Thursday, March 29, 2012

Break Ups, Sleeping Pills and Whiskey...

I liked drinking because I thought it was conducive to me becoming a great writer. Not because great writers have been known to be drunks, though most of them are (as well as manic depressive), but because it took down walls and opened up a flood of some of the most amazing things I have ever written. The same can be said for Benedryl, but that doesn't sound as exotic and gritty.

When I first moved down to Chico a couple years ago, the guy I was seeing and I had hit a rough patch. Soon I felt it was in my best interest to leave, so I did...and though I had hoped for more of a fight on his end, it did not happen that way and in the end it just proved that he didn't like me as much as I thought he did...and that is what hurt the most: not being wanted.

It also didn't help that I was unemployed, adding fuel to the inadequacy fire. Because I didn't have a job and because he lived literally down the block from me, it was inevitable that I was not going to be able to handle the break up well. With no distractions and a broken heart, I found myself drinking more than usual. And because my mind raced because I had no money to do anything other than sit home and because I lost all my "friends" in the break up, I was left alone with nothing more than a bottle of Jameson and a couple of 1000 piece puzzles. So that is what I did. I drank whiskey and put together puzzles.

Soon I started taking sleeping pills with my whiskey to stave off the thoughts that so hauntingly cluttered my mind. The combination of the pills and Jameson was both peaceful and mind numbing. It was to the point that I was so absolutely distraught with feelings of inadequacy and failure that I could do nothing but cry myself to sleep otherwise. I had a Masters I couldn't use, a debt over my head and a rent I couldn't pay. To ignore all of that I slept through my days and partied at night...anything to ease the hurt.

## WRITTEN TASKS
#1 In the blog post, what did the writer do with the time spent alone besides drinking whiskey?
#2 From the blog post, copy the words starting with "I liked drinking" and going on through "exotic and gritty.".

(Rows from a collection)
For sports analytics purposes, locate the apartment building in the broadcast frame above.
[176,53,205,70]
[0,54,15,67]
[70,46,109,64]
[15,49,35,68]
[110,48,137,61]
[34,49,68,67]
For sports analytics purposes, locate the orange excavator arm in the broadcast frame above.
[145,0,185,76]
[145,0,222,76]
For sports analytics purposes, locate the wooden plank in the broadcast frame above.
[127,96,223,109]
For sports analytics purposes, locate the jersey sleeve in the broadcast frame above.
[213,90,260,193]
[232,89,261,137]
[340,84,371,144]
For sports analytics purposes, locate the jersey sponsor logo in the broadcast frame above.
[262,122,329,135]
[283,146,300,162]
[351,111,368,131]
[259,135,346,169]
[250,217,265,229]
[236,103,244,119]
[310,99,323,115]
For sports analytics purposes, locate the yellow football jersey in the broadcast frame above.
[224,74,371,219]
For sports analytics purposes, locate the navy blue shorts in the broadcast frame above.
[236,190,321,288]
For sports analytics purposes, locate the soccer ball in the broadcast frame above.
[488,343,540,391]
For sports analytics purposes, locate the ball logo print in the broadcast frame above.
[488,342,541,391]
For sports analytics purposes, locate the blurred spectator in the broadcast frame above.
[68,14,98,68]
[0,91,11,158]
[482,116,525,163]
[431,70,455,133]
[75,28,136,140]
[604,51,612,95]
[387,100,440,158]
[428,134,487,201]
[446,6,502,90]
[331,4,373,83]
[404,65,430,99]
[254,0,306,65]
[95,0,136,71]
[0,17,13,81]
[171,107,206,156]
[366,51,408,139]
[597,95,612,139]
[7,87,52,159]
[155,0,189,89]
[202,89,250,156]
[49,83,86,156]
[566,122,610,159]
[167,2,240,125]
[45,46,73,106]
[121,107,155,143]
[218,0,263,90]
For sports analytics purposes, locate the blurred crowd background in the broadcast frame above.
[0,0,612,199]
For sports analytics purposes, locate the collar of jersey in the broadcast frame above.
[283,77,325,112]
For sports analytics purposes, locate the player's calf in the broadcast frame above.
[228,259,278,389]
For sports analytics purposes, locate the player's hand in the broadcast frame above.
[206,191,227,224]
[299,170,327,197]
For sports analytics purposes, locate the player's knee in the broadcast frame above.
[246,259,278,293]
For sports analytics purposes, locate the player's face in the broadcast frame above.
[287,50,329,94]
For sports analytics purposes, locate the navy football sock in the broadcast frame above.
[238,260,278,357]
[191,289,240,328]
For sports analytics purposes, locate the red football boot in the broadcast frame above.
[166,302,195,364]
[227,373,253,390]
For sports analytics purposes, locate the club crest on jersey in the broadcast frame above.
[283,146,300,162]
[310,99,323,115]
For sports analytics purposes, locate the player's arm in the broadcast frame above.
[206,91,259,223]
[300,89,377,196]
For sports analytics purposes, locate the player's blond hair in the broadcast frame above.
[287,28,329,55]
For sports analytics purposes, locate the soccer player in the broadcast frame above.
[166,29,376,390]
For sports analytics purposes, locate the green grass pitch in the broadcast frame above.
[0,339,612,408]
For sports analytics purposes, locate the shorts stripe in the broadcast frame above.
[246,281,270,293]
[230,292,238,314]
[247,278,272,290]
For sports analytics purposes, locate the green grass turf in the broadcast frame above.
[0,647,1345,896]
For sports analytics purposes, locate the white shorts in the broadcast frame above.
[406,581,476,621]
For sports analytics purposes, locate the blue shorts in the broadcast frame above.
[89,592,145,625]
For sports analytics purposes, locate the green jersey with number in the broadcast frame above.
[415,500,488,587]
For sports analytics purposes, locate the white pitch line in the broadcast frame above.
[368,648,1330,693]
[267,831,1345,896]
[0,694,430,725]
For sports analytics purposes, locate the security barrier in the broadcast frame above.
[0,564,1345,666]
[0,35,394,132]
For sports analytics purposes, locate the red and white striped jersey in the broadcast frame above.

## PROBLEM SOLUTIONS
#1 The writer put together puzzles.

#2
I liked drinking because I thought it was conducive to me becoming a great writer. Not because great writers have been known to be drunks, though most of them are (as well as manic depressive), but because it took down walls and opened up a flood of some of the most amazing things I have ever written. The same can be said for Benedryl, but that doesn't sound as exotic and gritty.